[TO DO] List every line in the records below that contains the word "cocktail". Case counts, so copy only the lines where it appears with that exact capitalization.
>> Start
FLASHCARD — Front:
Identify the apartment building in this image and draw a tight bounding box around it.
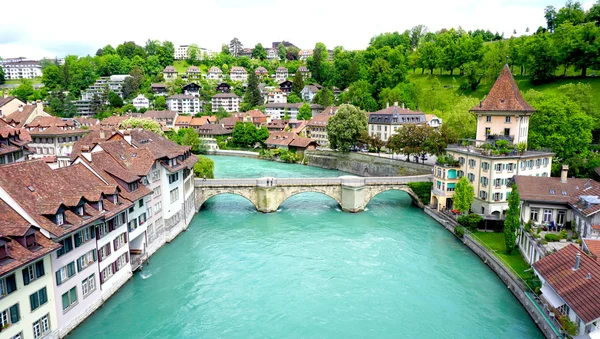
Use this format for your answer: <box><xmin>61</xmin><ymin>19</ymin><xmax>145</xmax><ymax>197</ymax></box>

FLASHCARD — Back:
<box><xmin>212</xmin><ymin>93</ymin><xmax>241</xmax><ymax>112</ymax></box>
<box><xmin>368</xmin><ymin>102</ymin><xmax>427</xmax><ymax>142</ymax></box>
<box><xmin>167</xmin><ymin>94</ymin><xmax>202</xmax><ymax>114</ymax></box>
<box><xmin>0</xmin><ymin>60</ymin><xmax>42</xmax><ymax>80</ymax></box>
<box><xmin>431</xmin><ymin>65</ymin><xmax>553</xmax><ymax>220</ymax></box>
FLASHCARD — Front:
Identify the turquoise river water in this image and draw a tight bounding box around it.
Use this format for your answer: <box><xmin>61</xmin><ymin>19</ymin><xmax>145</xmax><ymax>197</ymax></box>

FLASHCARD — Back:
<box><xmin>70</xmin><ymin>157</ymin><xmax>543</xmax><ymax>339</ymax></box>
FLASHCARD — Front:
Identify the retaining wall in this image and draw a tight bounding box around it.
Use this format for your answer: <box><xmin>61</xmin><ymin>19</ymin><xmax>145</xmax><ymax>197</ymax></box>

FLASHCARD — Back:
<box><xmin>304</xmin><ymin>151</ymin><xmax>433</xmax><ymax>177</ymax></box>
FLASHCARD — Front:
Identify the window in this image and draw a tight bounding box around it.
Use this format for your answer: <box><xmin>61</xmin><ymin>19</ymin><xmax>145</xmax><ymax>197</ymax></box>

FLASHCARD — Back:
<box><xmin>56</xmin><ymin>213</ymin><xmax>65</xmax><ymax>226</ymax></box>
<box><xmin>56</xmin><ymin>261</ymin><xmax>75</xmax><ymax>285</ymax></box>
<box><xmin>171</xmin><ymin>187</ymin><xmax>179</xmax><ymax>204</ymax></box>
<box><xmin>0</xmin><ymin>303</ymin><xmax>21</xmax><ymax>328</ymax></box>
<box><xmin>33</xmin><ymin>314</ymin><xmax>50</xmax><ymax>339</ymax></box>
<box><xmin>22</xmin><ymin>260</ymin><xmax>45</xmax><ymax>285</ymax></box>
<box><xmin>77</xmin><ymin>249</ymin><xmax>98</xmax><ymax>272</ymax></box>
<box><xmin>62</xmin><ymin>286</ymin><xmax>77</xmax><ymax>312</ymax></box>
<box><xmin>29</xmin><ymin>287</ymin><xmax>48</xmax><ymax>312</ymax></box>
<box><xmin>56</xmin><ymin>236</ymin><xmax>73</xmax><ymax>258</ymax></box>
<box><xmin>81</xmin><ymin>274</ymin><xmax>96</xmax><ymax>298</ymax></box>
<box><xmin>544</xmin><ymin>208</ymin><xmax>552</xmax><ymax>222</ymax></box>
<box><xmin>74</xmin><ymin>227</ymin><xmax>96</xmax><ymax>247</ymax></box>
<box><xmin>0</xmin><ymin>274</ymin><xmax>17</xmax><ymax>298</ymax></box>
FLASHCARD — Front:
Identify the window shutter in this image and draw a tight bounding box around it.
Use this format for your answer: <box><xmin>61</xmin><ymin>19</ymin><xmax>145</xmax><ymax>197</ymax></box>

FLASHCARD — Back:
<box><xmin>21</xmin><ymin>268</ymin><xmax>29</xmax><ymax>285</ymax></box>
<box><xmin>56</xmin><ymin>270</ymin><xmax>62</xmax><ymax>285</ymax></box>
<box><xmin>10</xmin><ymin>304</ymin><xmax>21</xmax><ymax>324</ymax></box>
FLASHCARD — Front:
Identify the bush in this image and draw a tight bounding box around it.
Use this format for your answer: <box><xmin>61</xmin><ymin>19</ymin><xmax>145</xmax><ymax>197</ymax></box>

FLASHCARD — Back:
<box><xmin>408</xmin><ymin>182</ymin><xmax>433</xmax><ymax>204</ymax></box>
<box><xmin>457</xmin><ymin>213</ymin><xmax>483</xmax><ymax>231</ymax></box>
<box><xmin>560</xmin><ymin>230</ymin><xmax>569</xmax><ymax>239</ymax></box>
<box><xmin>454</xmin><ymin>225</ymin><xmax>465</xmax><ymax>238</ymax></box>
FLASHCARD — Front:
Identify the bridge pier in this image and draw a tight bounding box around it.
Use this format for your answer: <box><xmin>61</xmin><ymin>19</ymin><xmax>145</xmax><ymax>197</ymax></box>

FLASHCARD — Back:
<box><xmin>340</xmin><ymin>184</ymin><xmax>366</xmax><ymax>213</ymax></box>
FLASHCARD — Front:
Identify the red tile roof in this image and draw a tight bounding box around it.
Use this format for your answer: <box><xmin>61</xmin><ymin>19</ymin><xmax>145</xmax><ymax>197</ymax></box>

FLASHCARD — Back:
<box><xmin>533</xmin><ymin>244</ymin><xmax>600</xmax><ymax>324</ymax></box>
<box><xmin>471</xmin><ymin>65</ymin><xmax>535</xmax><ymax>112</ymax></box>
>> End
>> Start
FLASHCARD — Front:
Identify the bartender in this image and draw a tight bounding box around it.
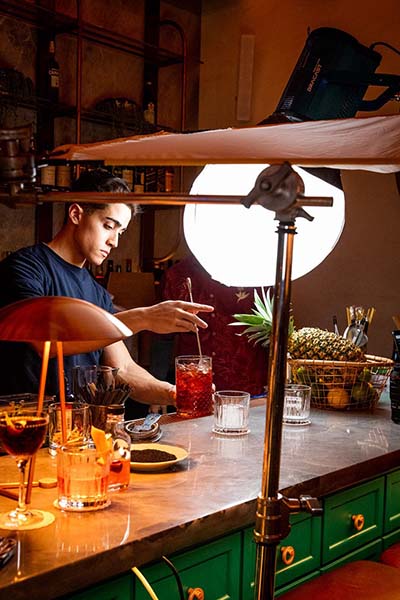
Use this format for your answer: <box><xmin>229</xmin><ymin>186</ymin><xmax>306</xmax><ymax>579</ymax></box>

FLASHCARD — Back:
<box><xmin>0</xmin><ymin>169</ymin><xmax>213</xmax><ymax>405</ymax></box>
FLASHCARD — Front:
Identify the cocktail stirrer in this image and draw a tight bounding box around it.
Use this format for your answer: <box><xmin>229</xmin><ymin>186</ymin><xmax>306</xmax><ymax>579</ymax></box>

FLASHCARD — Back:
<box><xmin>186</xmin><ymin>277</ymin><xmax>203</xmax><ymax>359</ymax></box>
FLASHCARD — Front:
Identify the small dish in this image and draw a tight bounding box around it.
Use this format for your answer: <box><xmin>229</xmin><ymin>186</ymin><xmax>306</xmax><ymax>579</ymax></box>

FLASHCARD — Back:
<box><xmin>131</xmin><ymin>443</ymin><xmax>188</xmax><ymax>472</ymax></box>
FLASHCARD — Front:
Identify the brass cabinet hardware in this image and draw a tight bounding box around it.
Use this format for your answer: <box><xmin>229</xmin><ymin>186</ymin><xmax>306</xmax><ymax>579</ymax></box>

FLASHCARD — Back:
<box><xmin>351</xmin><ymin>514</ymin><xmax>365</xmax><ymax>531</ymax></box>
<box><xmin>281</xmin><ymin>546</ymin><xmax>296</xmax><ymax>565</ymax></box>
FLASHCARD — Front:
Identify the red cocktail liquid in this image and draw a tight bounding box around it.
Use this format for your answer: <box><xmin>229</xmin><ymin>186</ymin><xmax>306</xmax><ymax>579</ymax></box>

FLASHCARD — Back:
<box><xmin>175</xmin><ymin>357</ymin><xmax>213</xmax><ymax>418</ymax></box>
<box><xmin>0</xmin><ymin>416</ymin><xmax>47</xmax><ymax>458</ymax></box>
>> End
[WRITTEN SOLUTION]
Identify the cocktail stirrer in this image and draw a tight bounding box around it.
Identify the red cocktail liquid in this image and draw a tight bounding box around it.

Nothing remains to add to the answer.